Your assignment
With all images omitted, write out the records word for word.

Stored data
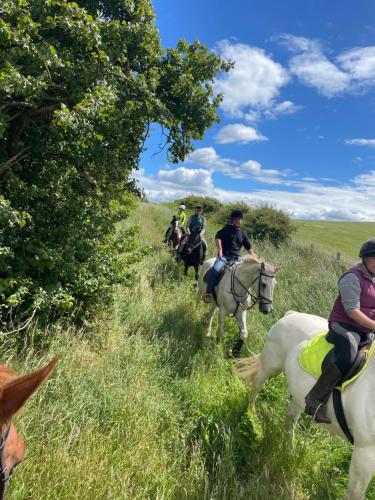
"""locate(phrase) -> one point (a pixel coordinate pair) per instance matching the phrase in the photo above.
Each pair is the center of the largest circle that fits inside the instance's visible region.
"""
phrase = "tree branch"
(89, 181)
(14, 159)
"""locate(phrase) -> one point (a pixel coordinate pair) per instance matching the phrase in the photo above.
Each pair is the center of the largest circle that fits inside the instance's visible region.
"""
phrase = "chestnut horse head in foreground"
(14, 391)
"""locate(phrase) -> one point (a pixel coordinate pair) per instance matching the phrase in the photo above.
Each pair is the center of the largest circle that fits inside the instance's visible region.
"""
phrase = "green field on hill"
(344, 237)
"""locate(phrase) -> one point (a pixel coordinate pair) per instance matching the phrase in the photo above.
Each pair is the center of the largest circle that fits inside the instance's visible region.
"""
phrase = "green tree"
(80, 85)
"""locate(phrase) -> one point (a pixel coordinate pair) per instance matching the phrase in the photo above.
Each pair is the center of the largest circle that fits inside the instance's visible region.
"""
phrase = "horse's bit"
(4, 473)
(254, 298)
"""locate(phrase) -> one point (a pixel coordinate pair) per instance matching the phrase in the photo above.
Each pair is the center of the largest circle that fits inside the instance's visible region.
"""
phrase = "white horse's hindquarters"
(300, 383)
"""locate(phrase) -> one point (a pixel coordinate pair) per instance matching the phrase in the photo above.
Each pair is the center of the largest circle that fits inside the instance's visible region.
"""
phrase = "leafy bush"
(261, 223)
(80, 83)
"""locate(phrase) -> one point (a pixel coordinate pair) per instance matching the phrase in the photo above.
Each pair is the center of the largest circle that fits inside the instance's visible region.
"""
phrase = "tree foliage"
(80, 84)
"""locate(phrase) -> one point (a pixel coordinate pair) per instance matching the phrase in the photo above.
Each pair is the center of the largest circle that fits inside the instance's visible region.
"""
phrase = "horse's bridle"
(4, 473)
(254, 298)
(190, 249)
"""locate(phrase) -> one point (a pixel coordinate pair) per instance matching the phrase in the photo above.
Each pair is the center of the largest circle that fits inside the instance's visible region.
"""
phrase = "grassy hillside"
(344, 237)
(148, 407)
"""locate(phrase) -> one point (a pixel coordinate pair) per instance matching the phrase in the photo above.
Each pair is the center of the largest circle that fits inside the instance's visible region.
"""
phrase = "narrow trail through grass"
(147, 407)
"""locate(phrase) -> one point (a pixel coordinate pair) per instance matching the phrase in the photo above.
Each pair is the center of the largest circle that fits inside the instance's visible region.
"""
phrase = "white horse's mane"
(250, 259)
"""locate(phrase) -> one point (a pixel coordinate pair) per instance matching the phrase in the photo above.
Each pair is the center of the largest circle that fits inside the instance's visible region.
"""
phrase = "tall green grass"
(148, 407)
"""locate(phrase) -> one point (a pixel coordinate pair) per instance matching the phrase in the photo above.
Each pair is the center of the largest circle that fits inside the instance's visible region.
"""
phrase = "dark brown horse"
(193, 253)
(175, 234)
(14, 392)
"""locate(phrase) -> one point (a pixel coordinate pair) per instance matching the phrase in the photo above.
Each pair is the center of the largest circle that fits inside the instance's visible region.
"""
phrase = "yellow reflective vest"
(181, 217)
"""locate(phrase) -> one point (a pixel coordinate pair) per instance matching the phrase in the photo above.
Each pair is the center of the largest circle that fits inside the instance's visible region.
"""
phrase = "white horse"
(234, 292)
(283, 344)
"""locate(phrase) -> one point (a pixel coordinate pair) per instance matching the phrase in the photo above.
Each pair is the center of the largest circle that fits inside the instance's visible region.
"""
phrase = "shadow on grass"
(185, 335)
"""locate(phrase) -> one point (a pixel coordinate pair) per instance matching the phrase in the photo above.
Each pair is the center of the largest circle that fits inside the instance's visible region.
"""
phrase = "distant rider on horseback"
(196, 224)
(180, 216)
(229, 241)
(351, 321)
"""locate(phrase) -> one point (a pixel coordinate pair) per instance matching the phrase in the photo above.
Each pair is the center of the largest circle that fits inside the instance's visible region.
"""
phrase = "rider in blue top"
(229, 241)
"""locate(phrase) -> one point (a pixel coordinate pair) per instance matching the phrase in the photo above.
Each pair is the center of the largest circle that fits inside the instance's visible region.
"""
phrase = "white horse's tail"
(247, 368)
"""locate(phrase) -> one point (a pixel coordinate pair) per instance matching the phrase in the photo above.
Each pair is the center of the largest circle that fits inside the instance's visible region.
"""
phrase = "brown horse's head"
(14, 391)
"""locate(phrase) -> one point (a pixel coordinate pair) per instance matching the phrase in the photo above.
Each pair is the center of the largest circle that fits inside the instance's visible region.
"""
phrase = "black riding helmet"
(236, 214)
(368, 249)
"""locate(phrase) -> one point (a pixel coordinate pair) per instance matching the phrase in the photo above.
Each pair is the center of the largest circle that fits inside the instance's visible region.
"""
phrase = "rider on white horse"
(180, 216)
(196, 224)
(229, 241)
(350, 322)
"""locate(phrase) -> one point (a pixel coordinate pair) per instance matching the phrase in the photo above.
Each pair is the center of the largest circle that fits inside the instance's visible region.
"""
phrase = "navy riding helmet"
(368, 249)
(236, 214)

Task result
"""locate(phrase) -> one point (a pixel coordinate pair) per instance matching the phrase in the photo above.
Each pair is the center of the largest circle that fits inside the instance's visible region.
"""
phrase = "tree branch"
(89, 181)
(14, 159)
"""locate(phrase) -> one point (a pixel coordinate pair) per instance matching the phrase in the photo above.
Each pair is the center of the largest circle that fits inside the instance's visible region.
"""
phrase = "chestnut horse head in foreground"
(14, 391)
"""locate(phrase) -> one point (a pixel coordinate pair) per instance matching the phrase in the photo above.
Each pair is the center of the largest circle that fits inside the instance's visible region.
"""
phrase = "green field on hill"
(344, 237)
"""locate(phrase) -> one point (a pixel coordinate pair) per instance matching the phrase in the photo above.
Each pair is the center of the largest circle that fits inside the instance's visible region.
"""
phrase = "green tree"
(80, 85)
"""locate(phrase) -> one point (a pixel coordinate pair) per instance matching the phrase in the photo above.
Each pair is the center of the largest circle that fits inside the instance's visible region.
"""
phrase = "horse's bit"
(4, 473)
(254, 298)
"""locate(phrase) -> one point (a pixel coordinate pair) per instance matching the phrase in the photo above.
Each pair is the center of the largest circle that fits inside the instance's visible region.
"""
phrase = "white horse's hindquarters"
(300, 383)
"""locate(phrase) -> one point (a pixel coordinate pair) per instance matching the phrase in the photo above.
Each pair is the center of the largest circle that fits inside the instance's visible region.
"""
phrase = "leafy bush"
(261, 223)
(80, 83)
"""locate(phrase) -> one point (a pixel coordinate pair) per instance matching the phrase in the photo above.
Each pair is the center of the largest circle that fits inside the instance's visible region.
"""
phrase = "tree foliage"
(80, 84)
"""locate(phrase) -> one point (a pixel coordinate pair) per instance matching the phrase in the photo above.
Each pair is the center of the largest circle that fits inside the instance's visible region.
"""
phrase = "horse's bridle"
(4, 473)
(254, 298)
(190, 249)
"""locate(phrase) -> one point (a pixel coordinate pair) per instance matching the phrase in the photo above.
Each pair is the center of the largest circle that fits inside the instance's visible region.
"""
phrase = "grassy hillside"
(344, 237)
(148, 407)
"""locate(phrase) -> one point (a pixel coordinate pair) per instance matching the phrase in the photo above.
Each pair is the center of the largest circle that fits inside the instance's visible region.
"""
phrase = "narrow trail through grass"
(147, 407)
"""locate(phrase) -> one point (a pixel coordinate pair) per instance matching the phrase in the photo above.
Each pair is the center of the largest circle that fits inside the instance's visible region.
"""
phrase = "white horse's mane"
(250, 259)
"""locate(phrase) -> one point (a pixel coordinate pair) per instance matching the phrase in the photo above.
Each pair is the center of the largest circle that fits inside the instance's visible region.
"""
phrase = "tall green grass"
(148, 407)
"""locate(phrase) -> one point (a pixel coordinate pair) per instance matching the phrase in the photo above.
Each pair is the center of the largest circle that fits inside the instance's visible region.
"""
phrase = "dark brown horse"
(193, 253)
(175, 234)
(14, 392)
"""locate(phrase) -> one point (a pixel coordinate pair) per instance matching the phrase in the photo above.
Each pair is the center of the largest circle that fits inside the instance's visible region.
"""
phrase = "yellow reflective vest"
(181, 217)
"""locate(phrase) -> one point (a pixel coordinate pair) per instance matching the phrase in the photo above.
Each pair is the center of the largest circle that fits inside the instance's visible region.
"""
phrase = "white horse"
(234, 292)
(283, 344)
"""locate(phrase) -> one point (a pixel coordinate pair) per instance matching the phrase in the photo above.
Each pair is the center of the largest circle that fits inside the instance's visible region.
"""
phrase = "shadow on grass"
(185, 335)
"""locate(phrase) -> one point (a pixel coordinate pair) per instance matching the phrase in the photo above.
Each pair is the center of the largest circle that fits inside the instance's visible region.
"""
phrase = "distant rider on horseback"
(196, 224)
(180, 216)
(229, 241)
(351, 321)
"""locate(phrase) -> one point (a pixel coordinate pair) per instance matching the phrase in the photo above.
Each pair is the center of the largest circle that fits inside the instance's visible region.
"""
phrase = "rider in blue top"
(229, 241)
"""locate(phrase) -> one point (a pixel coordinate pair) per instance matching the phrase in the photo above.
Each pair is the center of the largest circle that fits inside the instance's visible region.
"""
phrase = "white horse's tail"
(247, 368)
"""locate(phrase) -> one point (a pixel coordinate pair) per instance matching the phrase in the photo above.
Each pair is the center of the largest circle that fits inside the instance's visible region.
"""
phrase = "brown horse's head"
(14, 391)
"""locate(phrase) -> one point (a pixel coordinate pair) per instance matching the phrase in the photo above.
Each pair is the center of the largest circle that fits inside the instance's visible region.
"""
phrase = "black riding helmet"
(236, 214)
(368, 249)
"""locate(phrase) -> one point (a pixel coordinate pair) per instance matching the phrase in the photo above.
Each pair is the center of the largest circle that fits inside the instance's visible region.
"""
phrase = "rider on white horse"
(180, 216)
(196, 224)
(229, 241)
(350, 322)
"""locate(phrase) -> one point (a pixel coordinate pair) per instance matching the phrase in the photo above.
Each pair is the center of the largest circle that fits inside the instance's visible region.
"""
phrase = "navy riding helmet"
(368, 249)
(236, 214)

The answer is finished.